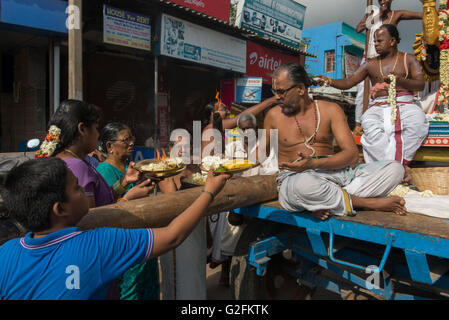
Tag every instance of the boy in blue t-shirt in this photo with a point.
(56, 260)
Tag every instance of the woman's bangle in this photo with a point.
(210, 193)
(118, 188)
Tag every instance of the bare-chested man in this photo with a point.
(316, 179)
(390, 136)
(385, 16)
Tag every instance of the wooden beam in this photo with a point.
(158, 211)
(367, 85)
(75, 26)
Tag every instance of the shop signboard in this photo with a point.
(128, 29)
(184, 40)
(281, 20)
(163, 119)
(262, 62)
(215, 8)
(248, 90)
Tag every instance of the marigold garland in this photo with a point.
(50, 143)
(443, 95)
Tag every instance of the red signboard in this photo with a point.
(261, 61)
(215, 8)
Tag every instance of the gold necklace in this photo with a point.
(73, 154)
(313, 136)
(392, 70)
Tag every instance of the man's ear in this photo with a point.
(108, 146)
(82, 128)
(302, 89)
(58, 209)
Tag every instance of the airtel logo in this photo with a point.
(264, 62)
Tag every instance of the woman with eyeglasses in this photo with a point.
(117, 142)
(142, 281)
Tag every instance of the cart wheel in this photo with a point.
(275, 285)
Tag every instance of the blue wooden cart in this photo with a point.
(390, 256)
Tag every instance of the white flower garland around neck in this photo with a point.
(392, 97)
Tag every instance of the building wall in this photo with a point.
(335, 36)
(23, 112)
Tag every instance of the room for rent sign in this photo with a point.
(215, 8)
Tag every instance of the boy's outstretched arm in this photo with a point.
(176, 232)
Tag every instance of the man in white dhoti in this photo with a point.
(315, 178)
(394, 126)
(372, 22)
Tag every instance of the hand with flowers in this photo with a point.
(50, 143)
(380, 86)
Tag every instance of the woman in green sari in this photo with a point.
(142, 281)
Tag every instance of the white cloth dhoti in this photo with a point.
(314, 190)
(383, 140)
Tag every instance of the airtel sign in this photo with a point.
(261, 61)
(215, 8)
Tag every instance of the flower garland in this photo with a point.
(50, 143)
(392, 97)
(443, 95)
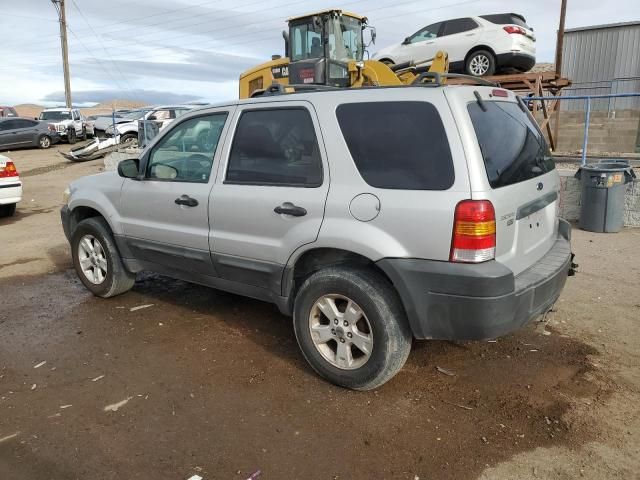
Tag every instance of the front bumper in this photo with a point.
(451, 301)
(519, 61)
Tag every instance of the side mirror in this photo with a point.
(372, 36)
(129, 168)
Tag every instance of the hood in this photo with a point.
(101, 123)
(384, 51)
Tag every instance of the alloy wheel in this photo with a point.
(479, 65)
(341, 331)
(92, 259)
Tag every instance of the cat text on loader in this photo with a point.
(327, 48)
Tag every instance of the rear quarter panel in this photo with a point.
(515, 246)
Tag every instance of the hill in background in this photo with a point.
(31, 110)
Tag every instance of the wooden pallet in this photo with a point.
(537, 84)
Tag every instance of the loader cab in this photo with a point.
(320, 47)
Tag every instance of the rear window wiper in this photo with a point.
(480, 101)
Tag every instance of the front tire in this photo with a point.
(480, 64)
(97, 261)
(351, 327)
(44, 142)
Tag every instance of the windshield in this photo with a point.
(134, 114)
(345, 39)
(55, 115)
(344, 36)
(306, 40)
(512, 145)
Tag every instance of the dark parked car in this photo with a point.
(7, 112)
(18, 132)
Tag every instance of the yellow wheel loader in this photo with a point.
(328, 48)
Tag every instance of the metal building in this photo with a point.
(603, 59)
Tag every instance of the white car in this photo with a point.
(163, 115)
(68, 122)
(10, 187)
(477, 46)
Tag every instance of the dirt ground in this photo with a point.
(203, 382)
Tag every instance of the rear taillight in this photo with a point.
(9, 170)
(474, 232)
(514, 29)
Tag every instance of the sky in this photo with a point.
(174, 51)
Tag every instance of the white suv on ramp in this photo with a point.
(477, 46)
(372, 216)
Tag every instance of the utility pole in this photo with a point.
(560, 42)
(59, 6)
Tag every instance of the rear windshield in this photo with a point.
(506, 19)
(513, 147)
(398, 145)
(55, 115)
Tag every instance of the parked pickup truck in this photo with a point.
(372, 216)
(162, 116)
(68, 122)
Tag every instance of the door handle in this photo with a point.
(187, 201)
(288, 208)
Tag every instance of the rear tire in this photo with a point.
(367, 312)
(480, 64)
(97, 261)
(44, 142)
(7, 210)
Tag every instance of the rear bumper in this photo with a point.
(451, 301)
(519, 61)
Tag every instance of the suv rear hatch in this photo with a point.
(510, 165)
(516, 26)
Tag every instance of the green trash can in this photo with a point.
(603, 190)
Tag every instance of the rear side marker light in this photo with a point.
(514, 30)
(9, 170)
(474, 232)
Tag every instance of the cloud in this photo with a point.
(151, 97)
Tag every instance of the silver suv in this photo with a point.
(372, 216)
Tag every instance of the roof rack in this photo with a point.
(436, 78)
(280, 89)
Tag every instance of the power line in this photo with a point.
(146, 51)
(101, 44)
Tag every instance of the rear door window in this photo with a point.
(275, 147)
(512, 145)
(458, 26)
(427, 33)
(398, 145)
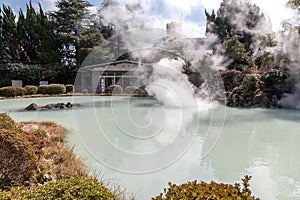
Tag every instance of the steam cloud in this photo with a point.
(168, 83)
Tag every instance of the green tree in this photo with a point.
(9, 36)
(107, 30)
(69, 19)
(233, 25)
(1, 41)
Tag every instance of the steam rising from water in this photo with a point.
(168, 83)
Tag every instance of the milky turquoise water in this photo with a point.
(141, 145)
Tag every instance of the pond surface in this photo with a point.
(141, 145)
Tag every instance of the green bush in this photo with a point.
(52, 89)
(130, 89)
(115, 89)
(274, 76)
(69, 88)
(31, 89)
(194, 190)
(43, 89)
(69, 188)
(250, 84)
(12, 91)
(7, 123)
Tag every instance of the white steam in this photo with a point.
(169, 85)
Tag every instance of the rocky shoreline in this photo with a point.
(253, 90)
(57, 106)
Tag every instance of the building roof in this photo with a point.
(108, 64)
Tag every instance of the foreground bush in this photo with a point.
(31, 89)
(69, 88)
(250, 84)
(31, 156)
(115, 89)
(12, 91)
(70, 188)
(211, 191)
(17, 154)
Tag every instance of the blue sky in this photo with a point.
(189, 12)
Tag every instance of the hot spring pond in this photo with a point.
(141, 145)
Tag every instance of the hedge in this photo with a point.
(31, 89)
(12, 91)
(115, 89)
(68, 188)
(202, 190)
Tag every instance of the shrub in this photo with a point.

* * * *

Given exercise: Shift every coordinate by adding 54 to each of its numbers, and write out again every line from the one containing "Tag every instance of the building roof" up to and including the last line of the records, keeping the lines without coordinates unchanged.

Solved exercise:
Tag every instance of the building roof in this photo with a point.
(162, 118)
Tag every instance of the foreground bush in this photo with a point.
(85, 143)
(123, 142)
(304, 138)
(85, 210)
(169, 143)
(66, 145)
(124, 242)
(265, 245)
(71, 208)
Tag every instance of the blue sky in this photo with a point.
(243, 66)
Tag every instance of the hot spring pond in this photo with a point.
(195, 199)
Tag every instance of the hedge in this photo with a point.
(85, 143)
(66, 145)
(169, 143)
(122, 242)
(256, 244)
Tag every instance of the shrub in this photo with a point.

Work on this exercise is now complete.